** PROBLEM **
Take all the material and copy it exactly.
BEGIN RECORDS SHOWN
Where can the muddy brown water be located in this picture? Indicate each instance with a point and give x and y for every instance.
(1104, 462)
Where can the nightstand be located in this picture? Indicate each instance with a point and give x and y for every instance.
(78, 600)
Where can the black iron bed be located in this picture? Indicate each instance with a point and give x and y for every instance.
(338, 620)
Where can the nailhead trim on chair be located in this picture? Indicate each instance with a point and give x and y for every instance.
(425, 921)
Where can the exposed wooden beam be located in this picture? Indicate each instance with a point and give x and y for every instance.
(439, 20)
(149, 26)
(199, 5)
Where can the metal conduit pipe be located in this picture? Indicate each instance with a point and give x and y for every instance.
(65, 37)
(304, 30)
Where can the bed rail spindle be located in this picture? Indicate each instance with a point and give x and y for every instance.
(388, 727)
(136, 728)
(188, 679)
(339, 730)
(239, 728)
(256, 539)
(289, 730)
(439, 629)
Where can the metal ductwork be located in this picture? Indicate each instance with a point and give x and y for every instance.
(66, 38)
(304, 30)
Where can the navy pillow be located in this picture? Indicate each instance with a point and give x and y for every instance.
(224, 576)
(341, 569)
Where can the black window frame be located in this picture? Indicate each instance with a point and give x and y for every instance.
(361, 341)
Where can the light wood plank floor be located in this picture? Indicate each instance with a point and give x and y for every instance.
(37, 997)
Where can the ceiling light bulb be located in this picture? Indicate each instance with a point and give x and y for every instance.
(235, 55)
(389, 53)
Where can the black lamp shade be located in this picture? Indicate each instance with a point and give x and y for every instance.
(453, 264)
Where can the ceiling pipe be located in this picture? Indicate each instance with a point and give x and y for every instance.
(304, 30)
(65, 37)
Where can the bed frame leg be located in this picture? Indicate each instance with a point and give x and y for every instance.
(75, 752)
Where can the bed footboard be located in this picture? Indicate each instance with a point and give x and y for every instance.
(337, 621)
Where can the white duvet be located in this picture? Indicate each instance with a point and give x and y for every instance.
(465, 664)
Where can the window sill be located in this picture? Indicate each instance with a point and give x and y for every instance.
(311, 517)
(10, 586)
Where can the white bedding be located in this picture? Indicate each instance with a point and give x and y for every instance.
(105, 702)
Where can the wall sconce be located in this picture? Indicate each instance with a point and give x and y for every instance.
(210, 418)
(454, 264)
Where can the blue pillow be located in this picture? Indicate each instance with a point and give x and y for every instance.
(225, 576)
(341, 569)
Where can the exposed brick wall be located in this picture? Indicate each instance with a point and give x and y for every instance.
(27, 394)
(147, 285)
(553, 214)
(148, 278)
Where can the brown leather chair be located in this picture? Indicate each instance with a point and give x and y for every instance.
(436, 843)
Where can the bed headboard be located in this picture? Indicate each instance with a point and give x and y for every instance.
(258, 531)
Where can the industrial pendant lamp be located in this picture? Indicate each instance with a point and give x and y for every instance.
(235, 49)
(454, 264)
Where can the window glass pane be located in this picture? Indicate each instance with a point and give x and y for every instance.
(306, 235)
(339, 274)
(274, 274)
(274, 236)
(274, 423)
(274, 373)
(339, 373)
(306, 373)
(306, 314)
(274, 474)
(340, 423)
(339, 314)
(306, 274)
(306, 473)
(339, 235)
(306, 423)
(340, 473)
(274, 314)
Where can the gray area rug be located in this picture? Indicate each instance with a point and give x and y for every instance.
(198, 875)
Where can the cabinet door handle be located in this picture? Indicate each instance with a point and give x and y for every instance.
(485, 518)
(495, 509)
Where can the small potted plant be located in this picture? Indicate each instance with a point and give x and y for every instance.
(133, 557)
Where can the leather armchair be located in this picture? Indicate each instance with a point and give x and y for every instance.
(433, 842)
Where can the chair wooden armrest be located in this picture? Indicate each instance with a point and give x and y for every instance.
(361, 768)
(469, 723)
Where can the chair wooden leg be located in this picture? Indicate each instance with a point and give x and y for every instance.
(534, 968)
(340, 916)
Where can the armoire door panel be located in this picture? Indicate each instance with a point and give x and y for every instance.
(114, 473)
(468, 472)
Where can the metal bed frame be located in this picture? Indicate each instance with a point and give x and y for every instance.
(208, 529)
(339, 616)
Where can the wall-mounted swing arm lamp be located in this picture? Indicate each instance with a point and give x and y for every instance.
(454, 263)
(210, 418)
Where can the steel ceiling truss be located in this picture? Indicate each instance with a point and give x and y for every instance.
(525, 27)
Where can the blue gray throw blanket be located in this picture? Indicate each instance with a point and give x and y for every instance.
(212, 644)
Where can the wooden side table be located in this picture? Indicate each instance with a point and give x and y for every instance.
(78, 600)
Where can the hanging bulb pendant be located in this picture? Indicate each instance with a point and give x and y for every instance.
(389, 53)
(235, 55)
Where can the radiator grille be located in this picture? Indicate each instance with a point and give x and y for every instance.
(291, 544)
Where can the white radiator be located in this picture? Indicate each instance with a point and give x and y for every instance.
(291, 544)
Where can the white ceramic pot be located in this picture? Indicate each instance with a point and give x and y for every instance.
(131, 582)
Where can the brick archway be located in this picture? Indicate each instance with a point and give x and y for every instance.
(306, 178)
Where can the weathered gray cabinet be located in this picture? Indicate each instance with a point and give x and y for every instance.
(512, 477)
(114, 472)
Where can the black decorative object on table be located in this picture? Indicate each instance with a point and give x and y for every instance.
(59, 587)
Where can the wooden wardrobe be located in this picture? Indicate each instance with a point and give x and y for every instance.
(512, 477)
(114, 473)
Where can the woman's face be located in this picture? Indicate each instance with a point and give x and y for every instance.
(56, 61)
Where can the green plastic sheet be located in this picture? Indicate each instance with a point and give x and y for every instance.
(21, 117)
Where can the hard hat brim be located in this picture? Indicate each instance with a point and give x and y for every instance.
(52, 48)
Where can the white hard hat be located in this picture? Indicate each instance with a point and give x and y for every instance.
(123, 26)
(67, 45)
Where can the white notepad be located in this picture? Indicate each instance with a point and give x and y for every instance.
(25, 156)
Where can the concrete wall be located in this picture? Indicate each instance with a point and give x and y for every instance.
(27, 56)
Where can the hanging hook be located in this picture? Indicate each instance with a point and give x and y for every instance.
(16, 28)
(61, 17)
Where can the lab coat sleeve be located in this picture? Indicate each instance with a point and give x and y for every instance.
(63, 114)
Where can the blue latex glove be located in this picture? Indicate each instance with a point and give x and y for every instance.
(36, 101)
END RECORDS SHOWN
** EXERCISE OUTPUT **
Where can the muddy brown water be located in this picture? Indicate each instance with a point and give x and y for every instance.
(1104, 462)
Where can the nightstand be located in this picture? Indicate each instance with a point and give x and y for every instance.
(78, 600)
Where can the black iron bed be located in this picture? Indicate each instance with a point and give x and y for every instance.
(338, 620)
Where can the nailhead trim on chair be located in this picture? Indicate each instance with a point and give x and y for every instance.
(425, 921)
Where can the exposed wooden beam be located in this picture? Indicate each instance with a point and give x and y for every instance.
(439, 20)
(149, 26)
(199, 5)
Where can the metal conduit pipe be located in this picture? Indicate each instance with a point and give x and y for every instance.
(65, 37)
(304, 30)
Where can the bed rail spindle be located in this picture? Indicate each instance with a point and give x and y for every instance.
(388, 727)
(136, 728)
(188, 679)
(339, 730)
(239, 728)
(256, 539)
(289, 730)
(439, 629)
Where can the metal ductwork be located in this picture? Indicate each instance with a point and give x and y for every instance.
(66, 38)
(304, 30)
Where can the navy pillow be located in this picture? Indicate each instance with a point and give x and y for every instance.
(224, 576)
(341, 569)
Where can the black window frame be located in this picture? Indicate each instance with a point and give x and y for every instance.
(361, 341)
Where can the light wood plank floor be located in this picture? Indicate each instance with a point and give x and y for every instance.
(37, 997)
Where can the ceiling light bulb be located in this picture? Indicate each instance with a point and give x and y for every instance.
(235, 55)
(389, 53)
Where can the black lamp shade be located in this picture? Indicate each instance with a point and give x and y for every instance.
(453, 264)
Where can the ceiling pipe be located in this picture? Indicate each instance with a point and give x and y for every instance.
(304, 30)
(65, 37)
Where can the bed frame leg be located in this picture? Indicate each instance with a point and give x and y for every instance.
(75, 752)
Where can the bed footboard be located in this picture? Indicate each instance with a point and give x and y for every instance.
(337, 621)
Where can the white duvet be located in this picture? Indicate each instance with a point and give x and y for every instance.
(465, 664)
Where can the window sill be located in this picture? Indicate each instance with a point and give x and y for every instance.
(311, 517)
(10, 586)
Where can the white bedding be located in this picture? Indicate each instance with a point and give x and y for every instance.
(105, 702)
Where can the wall sconce be located in this picture? Indicate each instance with a point and give x and y for every instance.
(210, 418)
(454, 264)
Where can the blue pillow be located in this picture? Indicate each instance with a point and give x and y for every instance.
(225, 576)
(341, 569)
Where can the exposed brick wall be located in this picture? Indicate each instance with a point and give x and y for every instance.
(27, 394)
(147, 285)
(553, 214)
(148, 278)
Where can the brown leather chair be located in this picture? Indicate each instance with a point and give x and y for every instance.
(436, 843)
Where can the bed headboard be located in this picture? Indicate each instance with a point and give x and y for every instance.
(258, 531)
Where can the industrial pendant lamp be located in this picture? Indicate each instance with a point and give x and y for every instance.
(235, 49)
(454, 264)
Where can the window glass pane be located in this picture? Indicate each instance with a point and give x and y for every instance.
(306, 235)
(339, 274)
(274, 274)
(274, 236)
(274, 423)
(274, 373)
(339, 373)
(306, 373)
(306, 314)
(274, 474)
(340, 423)
(339, 314)
(306, 274)
(306, 473)
(339, 235)
(306, 423)
(340, 473)
(274, 314)
Where can the gray area rug be located in this picture? Indicate each instance with a point and give x and y for every instance.
(198, 875)
Where can the cabinet door handle be located in this picture? Indicate each instance with a point and give x and y for every instance.
(485, 518)
(495, 509)
Where can the small potted plant be located in this picture? Indicate each instance with a point and give x and y for every instance.
(133, 557)
Where can the leather armchair be located in this picture? Indicate each instance with a point and give x and y for every instance.
(433, 842)
Where can the chair wooden armrest be located in this picture? Indicate each instance with a point and give x and y for every instance.
(361, 768)
(469, 723)
Where can the chair wooden leg be located in this picture? Indicate each instance with a point and give x and y for every instance.
(534, 968)
(340, 916)
Where can the armoire door panel be located in this picture? Indicate each instance with a point and give x and y for every instance.
(114, 473)
(468, 472)
Where can the metal bed frame be located in this picture? Indicate each instance with a point and give x and y for every instance.
(208, 529)
(339, 616)
Where can the wall-mounted swing arm lamp be located in this picture? Indicate each instance with a point and give x and y for every instance.
(454, 263)
(210, 418)
Where can the steel ceiling truss be located in this picture? Indicate each instance with a point and give x and y for every instance.
(525, 27)
Where can the blue gray throw blanket be located in this picture? Indicate each instance with a point and give x and y for every instance.
(212, 644)
Where can the wooden side table be located in this picture? Indicate each instance with a point and give x and y for every instance.
(78, 600)
Where can the hanging bulb pendant be located in this picture? Indicate each instance with a point and give x and y for every instance.
(389, 53)
(235, 55)
Where can the radiator grille be located in this picture? Indicate each instance with a point and give x and y for every instance.
(291, 544)
Where can the white radiator be located in this picture? Indicate each instance with a point and give x and y for every instance.
(291, 544)
Where can the white ceramic pot be located in this picture? Indicate each instance with a point and give x and y for every instance.
(131, 582)
Where can the brick archway be located in this picture? Indicate each instance with a point and give x and y for every instance.
(306, 178)
Where can the weathered gray cabinet be located in this picture? Indicate each instance with a point and give x and y for every instance.
(512, 477)
(114, 472)
Where can the black decorative object on table be located in this picture? Indicate each instance with a point and give x and y for every instance.
(59, 587)
Where can the wooden wardrobe be located in this picture? Indicate each instance with a point and give x and y for every instance.
(512, 477)
(114, 473)
Where can the woman's face be located in this picture? Indicate each instance with a point and give x and y for every instance.
(56, 61)
Where can the green plastic sheet be located in this picture? Indicate each instance with a point and give x and y for every instance.
(21, 117)
Where can the hard hat brim be located in this picture? Indicate each instance with a point and give x and y for every instance.
(52, 48)
Where can the white hard hat be located in this picture? Indicate each instance with a point and give x and y for every instance.
(123, 26)
(67, 45)
Where can the white notepad be located in this picture? Indicate each instance with a point and give x and y for every instance.
(25, 156)
Where can the concrete wall be located in this picture? Indicate each instance with a point and give x and y for every instance.
(27, 56)
Where can the hanging hook be located in this picture? Indicate each instance with a point and give x and y for every instance.
(16, 28)
(61, 17)
Where can the lab coat sleeve be located in this picture? Indicate each instance with a point and give x and y for every instance.
(63, 114)
Where can the blue latex glove be located in this picture? Indicate each instance with a point and give x and y for every instance.
(36, 101)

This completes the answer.